**What you are asked to do:**
Transcribe only the part of the listing below that begins at the line containing "Give the outline of every instance of the light" and runs to its final line, keeping both ends.

[Outline records]
═══
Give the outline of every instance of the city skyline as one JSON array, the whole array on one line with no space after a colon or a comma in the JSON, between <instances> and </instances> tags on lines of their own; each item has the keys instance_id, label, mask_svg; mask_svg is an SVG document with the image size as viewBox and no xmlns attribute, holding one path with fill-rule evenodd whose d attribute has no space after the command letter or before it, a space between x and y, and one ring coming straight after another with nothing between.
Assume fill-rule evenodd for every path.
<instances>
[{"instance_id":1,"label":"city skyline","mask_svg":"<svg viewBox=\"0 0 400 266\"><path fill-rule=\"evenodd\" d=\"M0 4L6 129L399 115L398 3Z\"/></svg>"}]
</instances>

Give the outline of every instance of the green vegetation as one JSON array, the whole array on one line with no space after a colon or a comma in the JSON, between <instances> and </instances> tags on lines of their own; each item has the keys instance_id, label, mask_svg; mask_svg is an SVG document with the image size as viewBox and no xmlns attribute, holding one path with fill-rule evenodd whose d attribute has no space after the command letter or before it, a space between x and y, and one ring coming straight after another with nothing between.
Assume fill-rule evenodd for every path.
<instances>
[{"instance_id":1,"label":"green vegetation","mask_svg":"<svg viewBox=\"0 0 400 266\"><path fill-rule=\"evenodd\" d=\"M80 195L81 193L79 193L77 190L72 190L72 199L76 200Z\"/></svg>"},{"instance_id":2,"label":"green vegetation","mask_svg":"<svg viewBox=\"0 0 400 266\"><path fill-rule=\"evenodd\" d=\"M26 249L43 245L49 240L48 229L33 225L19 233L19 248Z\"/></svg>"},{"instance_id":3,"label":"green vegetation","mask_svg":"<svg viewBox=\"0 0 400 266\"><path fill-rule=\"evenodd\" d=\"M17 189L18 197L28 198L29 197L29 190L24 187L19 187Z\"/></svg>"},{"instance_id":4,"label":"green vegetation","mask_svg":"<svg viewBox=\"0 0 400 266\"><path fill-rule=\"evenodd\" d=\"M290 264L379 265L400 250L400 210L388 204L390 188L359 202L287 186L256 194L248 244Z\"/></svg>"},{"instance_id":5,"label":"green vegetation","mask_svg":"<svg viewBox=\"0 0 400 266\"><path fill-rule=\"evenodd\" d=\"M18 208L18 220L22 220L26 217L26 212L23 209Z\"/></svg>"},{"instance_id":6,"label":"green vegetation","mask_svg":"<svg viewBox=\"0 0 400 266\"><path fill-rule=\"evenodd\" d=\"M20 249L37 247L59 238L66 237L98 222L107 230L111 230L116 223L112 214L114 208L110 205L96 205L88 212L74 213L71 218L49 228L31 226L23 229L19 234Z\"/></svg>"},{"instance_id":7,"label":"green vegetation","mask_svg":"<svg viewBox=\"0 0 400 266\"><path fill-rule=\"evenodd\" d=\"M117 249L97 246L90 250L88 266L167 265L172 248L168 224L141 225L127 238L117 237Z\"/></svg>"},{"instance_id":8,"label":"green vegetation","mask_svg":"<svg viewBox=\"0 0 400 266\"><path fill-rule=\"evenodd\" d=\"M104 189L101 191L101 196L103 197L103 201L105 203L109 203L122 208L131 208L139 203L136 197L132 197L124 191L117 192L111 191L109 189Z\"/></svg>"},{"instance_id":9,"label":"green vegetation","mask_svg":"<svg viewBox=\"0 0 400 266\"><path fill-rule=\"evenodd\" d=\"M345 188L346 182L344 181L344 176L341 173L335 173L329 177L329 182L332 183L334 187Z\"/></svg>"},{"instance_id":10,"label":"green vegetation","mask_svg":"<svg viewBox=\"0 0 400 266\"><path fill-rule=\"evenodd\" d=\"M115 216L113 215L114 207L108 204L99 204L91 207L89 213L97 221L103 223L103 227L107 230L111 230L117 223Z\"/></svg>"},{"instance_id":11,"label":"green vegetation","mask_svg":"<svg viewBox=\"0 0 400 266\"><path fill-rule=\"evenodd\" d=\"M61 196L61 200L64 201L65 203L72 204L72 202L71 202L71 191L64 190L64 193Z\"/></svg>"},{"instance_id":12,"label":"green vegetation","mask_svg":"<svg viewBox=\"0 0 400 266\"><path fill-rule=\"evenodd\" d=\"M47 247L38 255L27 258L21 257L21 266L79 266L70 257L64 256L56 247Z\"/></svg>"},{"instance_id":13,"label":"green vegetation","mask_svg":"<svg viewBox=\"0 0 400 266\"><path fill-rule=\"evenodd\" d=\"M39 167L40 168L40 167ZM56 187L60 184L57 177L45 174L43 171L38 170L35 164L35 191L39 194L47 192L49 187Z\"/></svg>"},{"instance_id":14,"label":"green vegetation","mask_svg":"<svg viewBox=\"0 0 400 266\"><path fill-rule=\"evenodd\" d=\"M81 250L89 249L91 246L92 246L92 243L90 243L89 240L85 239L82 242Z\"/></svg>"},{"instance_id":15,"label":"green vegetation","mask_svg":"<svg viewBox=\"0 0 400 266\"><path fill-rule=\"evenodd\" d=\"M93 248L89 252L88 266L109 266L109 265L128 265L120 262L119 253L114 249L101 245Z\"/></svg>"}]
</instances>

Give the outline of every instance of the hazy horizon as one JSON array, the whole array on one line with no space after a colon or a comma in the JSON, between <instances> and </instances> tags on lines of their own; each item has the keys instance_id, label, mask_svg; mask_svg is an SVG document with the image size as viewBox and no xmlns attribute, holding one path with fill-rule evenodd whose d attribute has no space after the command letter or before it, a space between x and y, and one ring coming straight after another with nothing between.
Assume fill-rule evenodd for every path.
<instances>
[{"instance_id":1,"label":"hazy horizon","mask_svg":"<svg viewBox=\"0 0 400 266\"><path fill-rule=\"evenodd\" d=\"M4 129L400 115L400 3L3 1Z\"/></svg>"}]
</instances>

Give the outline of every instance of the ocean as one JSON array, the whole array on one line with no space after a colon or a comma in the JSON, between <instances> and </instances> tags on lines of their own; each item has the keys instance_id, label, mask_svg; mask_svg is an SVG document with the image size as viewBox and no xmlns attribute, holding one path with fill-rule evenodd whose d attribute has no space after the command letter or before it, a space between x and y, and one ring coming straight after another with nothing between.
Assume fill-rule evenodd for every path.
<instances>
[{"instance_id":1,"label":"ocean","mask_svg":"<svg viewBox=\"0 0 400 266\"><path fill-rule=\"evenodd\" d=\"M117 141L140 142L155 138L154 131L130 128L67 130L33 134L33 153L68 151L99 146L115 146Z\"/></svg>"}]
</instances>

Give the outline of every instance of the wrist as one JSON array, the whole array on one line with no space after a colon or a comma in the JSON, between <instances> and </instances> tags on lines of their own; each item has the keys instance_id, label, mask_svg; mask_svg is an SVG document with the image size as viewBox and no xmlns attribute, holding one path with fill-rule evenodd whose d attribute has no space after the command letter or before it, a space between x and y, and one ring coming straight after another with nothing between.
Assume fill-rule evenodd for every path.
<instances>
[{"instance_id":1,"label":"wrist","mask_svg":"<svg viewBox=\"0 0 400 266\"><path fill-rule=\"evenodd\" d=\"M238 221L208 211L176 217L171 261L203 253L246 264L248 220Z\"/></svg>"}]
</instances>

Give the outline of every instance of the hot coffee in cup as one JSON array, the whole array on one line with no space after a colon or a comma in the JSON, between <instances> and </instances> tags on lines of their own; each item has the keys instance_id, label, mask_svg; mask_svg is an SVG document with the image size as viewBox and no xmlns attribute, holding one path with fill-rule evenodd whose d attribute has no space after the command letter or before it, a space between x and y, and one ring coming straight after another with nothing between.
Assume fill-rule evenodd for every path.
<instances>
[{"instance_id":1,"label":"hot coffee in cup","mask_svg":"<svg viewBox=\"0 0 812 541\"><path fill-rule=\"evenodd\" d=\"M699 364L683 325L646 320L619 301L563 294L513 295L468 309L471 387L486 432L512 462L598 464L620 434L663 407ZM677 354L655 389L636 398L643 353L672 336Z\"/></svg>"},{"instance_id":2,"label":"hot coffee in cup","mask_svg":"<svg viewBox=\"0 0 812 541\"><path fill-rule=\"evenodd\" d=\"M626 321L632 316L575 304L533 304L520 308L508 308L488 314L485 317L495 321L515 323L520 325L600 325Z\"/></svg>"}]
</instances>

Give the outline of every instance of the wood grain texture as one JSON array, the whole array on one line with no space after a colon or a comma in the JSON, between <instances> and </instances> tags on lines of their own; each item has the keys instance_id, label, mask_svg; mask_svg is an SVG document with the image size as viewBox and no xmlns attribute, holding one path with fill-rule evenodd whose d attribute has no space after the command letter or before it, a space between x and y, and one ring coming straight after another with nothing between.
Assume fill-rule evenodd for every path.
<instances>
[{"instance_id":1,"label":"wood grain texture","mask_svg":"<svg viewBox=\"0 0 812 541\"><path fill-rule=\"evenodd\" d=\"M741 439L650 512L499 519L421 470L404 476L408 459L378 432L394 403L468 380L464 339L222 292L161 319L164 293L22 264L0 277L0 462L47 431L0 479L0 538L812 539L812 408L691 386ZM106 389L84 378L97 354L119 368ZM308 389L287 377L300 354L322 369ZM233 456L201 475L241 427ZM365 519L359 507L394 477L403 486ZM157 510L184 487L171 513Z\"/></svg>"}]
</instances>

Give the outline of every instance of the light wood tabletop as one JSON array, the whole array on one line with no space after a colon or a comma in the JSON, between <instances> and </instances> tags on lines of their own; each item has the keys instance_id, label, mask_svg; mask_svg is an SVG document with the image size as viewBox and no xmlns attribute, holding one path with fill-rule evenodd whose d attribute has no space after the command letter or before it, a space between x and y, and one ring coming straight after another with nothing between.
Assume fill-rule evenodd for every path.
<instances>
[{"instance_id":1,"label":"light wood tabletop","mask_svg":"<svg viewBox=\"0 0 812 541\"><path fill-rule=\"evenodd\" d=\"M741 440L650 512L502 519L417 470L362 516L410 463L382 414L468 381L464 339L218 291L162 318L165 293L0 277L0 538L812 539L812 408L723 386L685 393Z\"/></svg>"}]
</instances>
═══
**Written reply:**
Give the outline of every instance of the light wood tabletop as one JSON array, the whole array on one line with no space after a colon or a comma in the JSON, between <instances> and </instances> tags on lines of their own; each item has the keys instance_id, label, mask_svg; mask_svg is an SVG document with the image size as viewBox and no xmlns attribute, holding one path with fill-rule evenodd whose d attribute has no space after the command letter or before it, a space between x and y, and one ring coming straight after another with nothing between.
Assume fill-rule evenodd for every path.
<instances>
[{"instance_id":1,"label":"light wood tabletop","mask_svg":"<svg viewBox=\"0 0 812 541\"><path fill-rule=\"evenodd\" d=\"M741 440L650 512L502 519L417 470L362 516L410 463L382 414L468 381L464 339L218 291L162 318L165 293L0 277L0 538L812 539L812 408L723 386L685 393Z\"/></svg>"}]
</instances>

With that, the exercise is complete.